## [Problem requirements]
Swap "eucalyptus tree" for "palm tree" in the lines from the first one through the line holding "[[54, 111], [535, 102], [143, 44], [447, 39]]", and give those lines back with nothing else changed.

## [Exercise data]

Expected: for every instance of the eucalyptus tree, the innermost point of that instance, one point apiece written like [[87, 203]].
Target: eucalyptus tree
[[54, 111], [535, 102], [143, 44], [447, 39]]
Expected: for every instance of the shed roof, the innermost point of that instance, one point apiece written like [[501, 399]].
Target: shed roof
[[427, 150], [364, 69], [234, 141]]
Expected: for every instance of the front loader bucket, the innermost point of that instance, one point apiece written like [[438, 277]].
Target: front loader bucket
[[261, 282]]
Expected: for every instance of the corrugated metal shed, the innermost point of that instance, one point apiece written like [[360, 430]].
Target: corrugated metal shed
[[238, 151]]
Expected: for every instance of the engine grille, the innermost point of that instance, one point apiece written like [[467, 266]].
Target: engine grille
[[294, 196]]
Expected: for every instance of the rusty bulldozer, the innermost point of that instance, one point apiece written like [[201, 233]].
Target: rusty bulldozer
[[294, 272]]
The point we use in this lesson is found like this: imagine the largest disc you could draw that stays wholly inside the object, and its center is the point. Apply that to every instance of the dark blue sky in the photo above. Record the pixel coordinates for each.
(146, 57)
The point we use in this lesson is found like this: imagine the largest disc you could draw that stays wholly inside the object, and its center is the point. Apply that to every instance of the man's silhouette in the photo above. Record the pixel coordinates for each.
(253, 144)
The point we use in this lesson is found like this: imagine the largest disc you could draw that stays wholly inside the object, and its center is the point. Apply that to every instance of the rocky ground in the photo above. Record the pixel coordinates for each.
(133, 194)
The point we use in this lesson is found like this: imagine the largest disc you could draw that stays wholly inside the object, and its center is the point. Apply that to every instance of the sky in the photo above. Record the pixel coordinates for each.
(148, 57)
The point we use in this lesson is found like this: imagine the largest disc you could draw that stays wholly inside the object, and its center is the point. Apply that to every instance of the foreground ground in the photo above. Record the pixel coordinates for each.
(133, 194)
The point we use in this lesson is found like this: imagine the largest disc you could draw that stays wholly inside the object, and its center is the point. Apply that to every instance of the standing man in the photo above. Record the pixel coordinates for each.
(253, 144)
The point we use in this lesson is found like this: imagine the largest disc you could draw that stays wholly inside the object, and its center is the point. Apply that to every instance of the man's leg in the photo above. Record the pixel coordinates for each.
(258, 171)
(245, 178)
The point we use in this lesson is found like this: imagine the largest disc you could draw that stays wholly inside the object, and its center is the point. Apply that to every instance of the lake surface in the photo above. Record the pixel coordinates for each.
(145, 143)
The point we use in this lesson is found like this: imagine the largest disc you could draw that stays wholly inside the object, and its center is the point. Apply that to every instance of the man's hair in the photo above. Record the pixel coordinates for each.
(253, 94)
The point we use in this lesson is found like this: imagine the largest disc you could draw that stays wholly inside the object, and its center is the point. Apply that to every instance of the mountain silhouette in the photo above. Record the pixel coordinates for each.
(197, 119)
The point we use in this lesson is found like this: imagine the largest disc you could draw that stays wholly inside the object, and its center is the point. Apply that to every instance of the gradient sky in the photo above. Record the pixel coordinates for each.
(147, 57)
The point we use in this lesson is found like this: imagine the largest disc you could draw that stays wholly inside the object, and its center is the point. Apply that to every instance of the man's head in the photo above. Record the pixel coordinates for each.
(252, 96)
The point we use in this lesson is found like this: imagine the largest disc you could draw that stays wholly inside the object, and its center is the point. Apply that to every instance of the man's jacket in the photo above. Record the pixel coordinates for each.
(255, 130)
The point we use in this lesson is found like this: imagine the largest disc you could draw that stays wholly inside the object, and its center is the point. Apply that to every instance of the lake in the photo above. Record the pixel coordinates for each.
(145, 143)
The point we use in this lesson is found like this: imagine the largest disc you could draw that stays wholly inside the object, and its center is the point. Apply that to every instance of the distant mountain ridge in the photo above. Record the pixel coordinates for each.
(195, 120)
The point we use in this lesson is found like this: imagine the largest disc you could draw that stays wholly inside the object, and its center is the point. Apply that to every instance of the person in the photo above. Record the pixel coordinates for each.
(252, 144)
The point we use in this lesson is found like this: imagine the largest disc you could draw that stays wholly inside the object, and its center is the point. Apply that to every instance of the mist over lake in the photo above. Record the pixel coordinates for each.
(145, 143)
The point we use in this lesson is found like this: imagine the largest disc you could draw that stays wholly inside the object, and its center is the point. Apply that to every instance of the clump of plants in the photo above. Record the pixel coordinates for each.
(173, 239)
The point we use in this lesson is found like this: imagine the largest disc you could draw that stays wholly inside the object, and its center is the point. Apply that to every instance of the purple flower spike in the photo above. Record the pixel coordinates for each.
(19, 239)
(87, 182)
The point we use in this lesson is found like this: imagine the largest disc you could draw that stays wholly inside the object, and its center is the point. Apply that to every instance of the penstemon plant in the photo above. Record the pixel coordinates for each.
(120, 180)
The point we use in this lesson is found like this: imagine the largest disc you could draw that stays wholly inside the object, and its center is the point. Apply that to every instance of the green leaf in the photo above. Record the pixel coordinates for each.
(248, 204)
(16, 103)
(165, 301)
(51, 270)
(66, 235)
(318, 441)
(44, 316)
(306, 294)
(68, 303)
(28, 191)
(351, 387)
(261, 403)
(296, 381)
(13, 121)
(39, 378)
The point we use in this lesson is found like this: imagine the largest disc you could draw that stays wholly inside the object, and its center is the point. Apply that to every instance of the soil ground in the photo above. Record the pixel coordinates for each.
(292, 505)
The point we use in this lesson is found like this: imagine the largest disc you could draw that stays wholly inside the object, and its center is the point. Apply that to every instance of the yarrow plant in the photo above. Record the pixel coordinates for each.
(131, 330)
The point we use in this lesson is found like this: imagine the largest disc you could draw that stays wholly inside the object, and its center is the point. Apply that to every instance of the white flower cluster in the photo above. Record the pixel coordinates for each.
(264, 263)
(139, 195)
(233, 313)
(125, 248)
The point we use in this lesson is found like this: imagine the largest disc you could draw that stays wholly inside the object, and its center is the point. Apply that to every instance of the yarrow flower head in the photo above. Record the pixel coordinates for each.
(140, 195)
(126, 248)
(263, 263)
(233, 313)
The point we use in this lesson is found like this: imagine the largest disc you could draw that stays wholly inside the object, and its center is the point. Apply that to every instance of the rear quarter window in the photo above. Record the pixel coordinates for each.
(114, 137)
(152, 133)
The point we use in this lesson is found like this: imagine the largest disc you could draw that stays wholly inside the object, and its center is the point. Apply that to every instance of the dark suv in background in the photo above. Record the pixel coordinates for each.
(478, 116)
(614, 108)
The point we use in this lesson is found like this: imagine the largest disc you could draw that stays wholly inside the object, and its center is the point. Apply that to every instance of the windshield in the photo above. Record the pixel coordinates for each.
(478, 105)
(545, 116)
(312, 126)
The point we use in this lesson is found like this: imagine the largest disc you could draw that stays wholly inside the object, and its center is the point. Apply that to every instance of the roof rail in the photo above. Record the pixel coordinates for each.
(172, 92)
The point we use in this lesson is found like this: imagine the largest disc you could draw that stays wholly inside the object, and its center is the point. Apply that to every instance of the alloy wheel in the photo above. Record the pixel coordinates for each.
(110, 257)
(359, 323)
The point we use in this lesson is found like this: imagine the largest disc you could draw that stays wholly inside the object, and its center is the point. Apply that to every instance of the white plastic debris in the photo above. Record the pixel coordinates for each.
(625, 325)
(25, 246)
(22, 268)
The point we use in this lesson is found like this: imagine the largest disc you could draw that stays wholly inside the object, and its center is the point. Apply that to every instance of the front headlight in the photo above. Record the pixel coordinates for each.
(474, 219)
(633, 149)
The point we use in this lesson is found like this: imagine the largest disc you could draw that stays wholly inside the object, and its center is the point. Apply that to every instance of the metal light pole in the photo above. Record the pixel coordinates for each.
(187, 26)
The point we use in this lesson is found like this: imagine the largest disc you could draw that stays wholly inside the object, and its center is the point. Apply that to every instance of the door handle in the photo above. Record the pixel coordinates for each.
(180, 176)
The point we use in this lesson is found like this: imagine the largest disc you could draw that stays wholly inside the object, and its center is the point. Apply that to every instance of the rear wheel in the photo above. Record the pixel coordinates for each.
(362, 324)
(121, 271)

## [Complete answer]
Expected: for every instance of the palm tree, the innermost point of that instance, one point apiece written like [[87, 203]].
Target: palm tree
[[54, 111], [535, 102], [143, 44], [447, 39]]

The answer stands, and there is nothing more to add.